▶ [Written instruction] Reproduce every item below verbatim, omitting the pictures.

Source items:
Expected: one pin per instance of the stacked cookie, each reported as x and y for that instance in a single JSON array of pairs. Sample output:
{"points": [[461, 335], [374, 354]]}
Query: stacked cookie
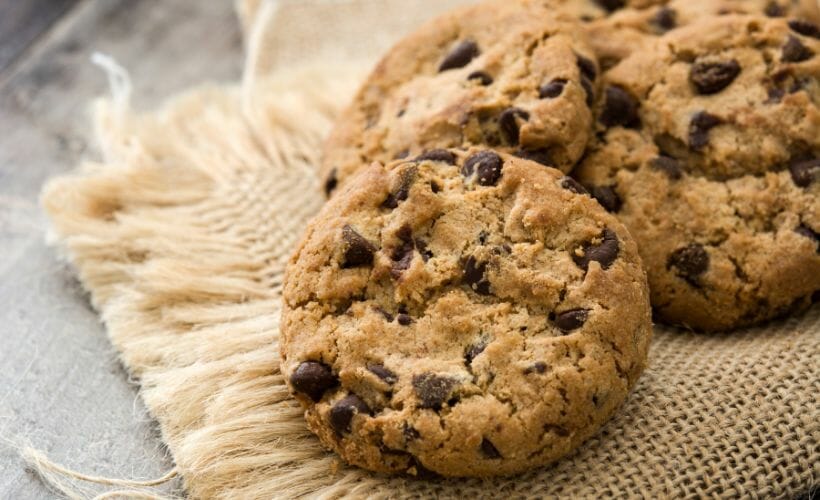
{"points": [[473, 299]]}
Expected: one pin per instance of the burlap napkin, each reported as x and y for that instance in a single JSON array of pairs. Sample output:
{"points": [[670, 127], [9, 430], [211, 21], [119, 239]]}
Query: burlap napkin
{"points": [[181, 234]]}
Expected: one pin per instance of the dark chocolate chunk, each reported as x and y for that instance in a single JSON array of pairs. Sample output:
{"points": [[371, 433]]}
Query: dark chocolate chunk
{"points": [[483, 77], [489, 450], [474, 276], [795, 51], [460, 56], [441, 155], [312, 379], [357, 250], [805, 172], [383, 373], [699, 127], [432, 389], [604, 252], [712, 77], [805, 28], [342, 413], [486, 165], [552, 89], [689, 262], [571, 320], [508, 123], [620, 108], [331, 182], [573, 185], [667, 165], [607, 197]]}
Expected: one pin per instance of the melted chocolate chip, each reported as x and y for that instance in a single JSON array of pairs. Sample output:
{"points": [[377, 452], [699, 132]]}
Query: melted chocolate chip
{"points": [[489, 450], [460, 56], [804, 172], [483, 77], [604, 252], [699, 127], [552, 89], [620, 108], [607, 197], [689, 262], [474, 276], [573, 185], [312, 379], [805, 28], [712, 77], [440, 155], [508, 123], [667, 165], [432, 389], [486, 165], [795, 51], [571, 320], [342, 413]]}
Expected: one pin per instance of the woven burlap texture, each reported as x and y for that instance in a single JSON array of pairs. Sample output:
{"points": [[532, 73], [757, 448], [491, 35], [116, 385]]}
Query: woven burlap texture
{"points": [[181, 234]]}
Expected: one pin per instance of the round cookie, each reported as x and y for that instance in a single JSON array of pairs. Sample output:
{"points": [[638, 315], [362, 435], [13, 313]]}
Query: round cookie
{"points": [[709, 152], [466, 313], [516, 75]]}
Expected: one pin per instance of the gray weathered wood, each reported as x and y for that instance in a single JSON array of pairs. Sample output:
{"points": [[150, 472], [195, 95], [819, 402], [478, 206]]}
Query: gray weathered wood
{"points": [[61, 386]]}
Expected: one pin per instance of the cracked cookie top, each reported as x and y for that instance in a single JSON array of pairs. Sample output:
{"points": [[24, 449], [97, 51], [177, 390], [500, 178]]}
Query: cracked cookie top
{"points": [[709, 152], [468, 313], [515, 75]]}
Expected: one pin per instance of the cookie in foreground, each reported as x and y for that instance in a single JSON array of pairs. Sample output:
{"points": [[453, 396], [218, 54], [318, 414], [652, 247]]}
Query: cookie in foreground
{"points": [[467, 313], [514, 75], [709, 152]]}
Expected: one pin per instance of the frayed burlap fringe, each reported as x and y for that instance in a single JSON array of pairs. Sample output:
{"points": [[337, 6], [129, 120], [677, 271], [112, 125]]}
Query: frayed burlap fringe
{"points": [[181, 235]]}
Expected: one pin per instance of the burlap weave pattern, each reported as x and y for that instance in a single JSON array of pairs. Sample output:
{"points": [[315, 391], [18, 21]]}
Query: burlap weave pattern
{"points": [[181, 234]]}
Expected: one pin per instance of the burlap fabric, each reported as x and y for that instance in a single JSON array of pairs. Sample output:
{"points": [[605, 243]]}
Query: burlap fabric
{"points": [[181, 234]]}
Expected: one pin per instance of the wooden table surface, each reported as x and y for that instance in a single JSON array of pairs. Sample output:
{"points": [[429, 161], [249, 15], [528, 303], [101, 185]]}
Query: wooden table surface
{"points": [[62, 388]]}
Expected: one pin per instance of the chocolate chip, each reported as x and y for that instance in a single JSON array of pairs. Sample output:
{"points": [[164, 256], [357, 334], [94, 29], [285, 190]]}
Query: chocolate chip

▶ [Response to this exercise]
Expected: one pin per instance of the stacked cookie, each reported as x and y for that instance in a single JSON array of pairs. Sample output:
{"points": [[461, 335], [374, 354]]}
Query: stacked cookie
{"points": [[473, 299]]}
Expected: one pin per instance of the burlap napkin, each reported as x and y for that instance in a single JSON array of pairs. Sample output:
{"points": [[670, 127], [9, 430], [211, 21], [119, 239]]}
Query: burlap napkin
{"points": [[181, 234]]}
Expected: one pin per instance of the dark chocolate chunk, each reported as x and y for that instance in a single JSON array of pairs. Sample output:
{"points": [[371, 433]]}
Query: dark chocolate chunk
{"points": [[483, 77], [489, 450], [474, 276], [795, 51], [460, 56], [441, 155], [312, 379], [357, 250], [805, 172], [383, 373], [699, 127], [432, 389], [604, 252], [712, 77], [805, 28], [342, 413], [486, 165], [552, 89], [689, 262], [571, 320], [508, 123], [620, 108], [331, 182], [573, 185], [667, 165], [607, 197]]}
Expected: one pin per instance of the melted chocolate chip, each reported as x and y for that instance in a single JSON array of pairs. Sample output:
{"points": [[377, 452], [699, 132]]}
Query: melted chocolate chip
{"points": [[489, 450], [460, 56], [804, 172], [483, 77], [604, 252], [699, 127], [552, 89], [620, 108], [607, 197], [689, 262], [474, 276], [573, 185], [312, 379], [805, 28], [712, 77], [440, 155], [508, 123], [667, 165], [432, 389], [486, 165], [795, 51], [571, 320], [342, 413]]}
Expected: one pin per instance of the woven burlap texture, each reported as x and y for that instance in a single JSON array of pairs. Sample output:
{"points": [[532, 73], [757, 448], [491, 35], [116, 385]]}
Query: woven burlap texture
{"points": [[181, 234]]}
Expected: one pin per instance of the round cookie, each reported as x and y for that instance in a single JSON array of pairs. Sample output:
{"points": [[638, 315], [362, 435], [13, 313]]}
Query: round cookie
{"points": [[709, 152], [466, 313], [516, 75]]}
Expected: one pin per instance of the gray weathered wood, each reported as x and y for that instance in a single JSON array of pairs. Sample output:
{"points": [[150, 472], [195, 95], [819, 402], [478, 206]]}
Query: gray weathered wood
{"points": [[61, 386]]}
Expected: one pin per instance of the cracked cookie top, each reported as x and y for that instance in a single JSON array of pairs. Sample output:
{"points": [[24, 449], [97, 51], [177, 390], [500, 178]]}
Query: cracked cookie top
{"points": [[709, 152], [468, 313], [515, 75]]}
Expected: one pin per instance of the cookie in foreground, each reported as x and y for that instance in a single JSON array of pairs. Sample output:
{"points": [[453, 396], [218, 54], [318, 414], [652, 247]]}
Query: cookie in foreground
{"points": [[467, 313], [514, 75], [709, 152]]}
Expected: one pin per instance of the frayed burlap fringe, each reported as x and y for that instance in a single JSON array of pairs. Sample output:
{"points": [[337, 6], [129, 120], [677, 271], [112, 125]]}
Query: frayed burlap fringe
{"points": [[181, 235]]}
Expected: one pin per instance of the burlap weave pattern, each reported as x and y for that instance in a single JSON array of pairs. Sample output:
{"points": [[315, 391], [18, 21]]}
Query: burlap weave pattern
{"points": [[181, 234]]}
Expected: one pin per instance of the burlap fabric, each reported as x and y for that instance in a single JSON array of pairs. Sample output:
{"points": [[605, 243]]}
Query: burlap fabric
{"points": [[181, 234]]}
Expected: one pin per instance of the wooden table surface, each reported as x and y for that instance in a single JSON array of pairs. Sample output:
{"points": [[429, 161], [249, 15], [528, 303], [101, 185]]}
Query: wooden table surface
{"points": [[62, 388]]}
Expected: one pin per instance of the chocolate chip, each reported as x and y for that instance in a single JSON array of pairs. Sample output:
{"points": [[164, 256], [357, 334], [94, 29], [285, 190]]}
Query: chocolate chip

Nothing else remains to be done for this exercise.